Copy out every row below word for word, leaving the pictures out.

§ AVAILABLE RECORDS

■ ■ ■ ■ ■ ■ ■

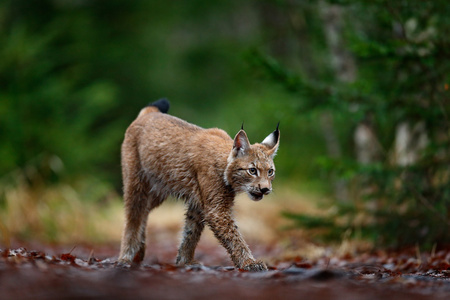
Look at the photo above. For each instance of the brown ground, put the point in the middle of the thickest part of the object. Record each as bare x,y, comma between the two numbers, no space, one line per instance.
298,270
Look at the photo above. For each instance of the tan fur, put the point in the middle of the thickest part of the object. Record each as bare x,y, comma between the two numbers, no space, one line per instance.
163,155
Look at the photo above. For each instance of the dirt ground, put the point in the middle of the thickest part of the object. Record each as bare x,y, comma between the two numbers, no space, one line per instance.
297,270
88,273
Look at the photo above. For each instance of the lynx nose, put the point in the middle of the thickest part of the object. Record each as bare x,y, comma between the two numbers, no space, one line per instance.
265,190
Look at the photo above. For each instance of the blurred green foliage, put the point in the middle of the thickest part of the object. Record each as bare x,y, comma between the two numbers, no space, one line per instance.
75,73
401,53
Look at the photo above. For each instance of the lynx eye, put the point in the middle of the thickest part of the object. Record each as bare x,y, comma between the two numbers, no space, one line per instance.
252,171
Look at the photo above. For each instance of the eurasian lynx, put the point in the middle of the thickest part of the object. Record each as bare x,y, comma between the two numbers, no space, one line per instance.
163,155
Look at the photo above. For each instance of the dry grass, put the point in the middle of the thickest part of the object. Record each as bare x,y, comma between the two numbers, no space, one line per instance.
62,214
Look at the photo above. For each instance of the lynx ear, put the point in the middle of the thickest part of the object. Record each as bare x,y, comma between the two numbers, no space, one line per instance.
241,144
272,141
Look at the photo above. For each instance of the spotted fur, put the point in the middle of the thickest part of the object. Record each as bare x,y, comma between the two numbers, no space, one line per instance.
163,155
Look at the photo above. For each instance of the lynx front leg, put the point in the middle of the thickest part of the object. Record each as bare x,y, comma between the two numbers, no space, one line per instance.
193,228
225,230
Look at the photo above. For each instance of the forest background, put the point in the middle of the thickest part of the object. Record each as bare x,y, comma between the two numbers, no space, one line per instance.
360,88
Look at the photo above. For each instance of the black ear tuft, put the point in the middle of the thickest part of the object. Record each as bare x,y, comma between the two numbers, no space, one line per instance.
162,104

■ ■ ■ ■ ■ ■ ■

§ TASK ANSWER
Look at the photo above. For each instance of the brown ground, put the point in the middle of the thickest part of the object. Record each as bare x,y, comma between the two numbers, no space, one line per instance.
298,270
Look at the photo above. For each instance of the tan fur, put the point in the middle of the thickest part of the object. Record each as bare x,y, comma between the two numbers, no space, one line per instance.
163,155
Look at the photo above. For each instance of the dirt ground, put the point in the middle of the thickest part of the object. Record each as bare x,y, comma between the two numbers, no space, one line per instance.
297,270
88,273
Look at the photo above. For each instance of the lynx nose, put the point in the middle of the thickest part of the object. Record each as bare x,y, comma between the two numbers, no space, one line per instance.
265,190
Look at the photo above. For each instance of the blurred green foliage, put the point in the middle of the thickest part of the object. Record each as bare x,y, comma between the two numbers, no space, one line per instance.
75,73
401,53
Look at the photo above. For each instance of the lynx eye, put the point in the middle of the thickest part of the object. Record each as bare x,y, comma between the two numbers, no space, one line per instance.
252,171
Look at the photo above. For each instance of the eurasian lynx, put the point in the middle of the thickest part of the object. Record each as bare x,y, comma between the two numbers, no space, one line per instance.
163,155
Look at the photo above. For each instance of the dry grass, put the point in the middle of the thickest part of the object. Record each as bare x,y, comma between the two numbers, no space, one line per instance.
62,214
Look at the photo above. For each instance of the lynx ear, put the point in the middle of the thickest part of the object. Record each as bare x,y, comma between the two numbers, no space, one line per instance.
241,144
272,141
Look at the photo above. For each instance of the spotted fur, put the point in the middle of the thickest part of the object. Record each as bare x,y, comma between the two numbers, no space, one line per instance.
163,155
Look at the photo above. For each instance of the lynx front leg, put the point in the middle of the thickest part of the object. Record each as bare x,y, comma between the two numbers, no space, one line per instance.
193,228
225,230
Look at the photo above. For each instance of the forest background, put the point in the middle of the thickest part of the object. Record each as bare x,y, comma between the two numbers, no space, one line per instance.
360,88
Look at the photo above. For each instance of the black ear tuft, put the point in the middle of the thickest part of the object. Record each as bare x,y, comma between the two numbers, no space, one line per instance.
162,104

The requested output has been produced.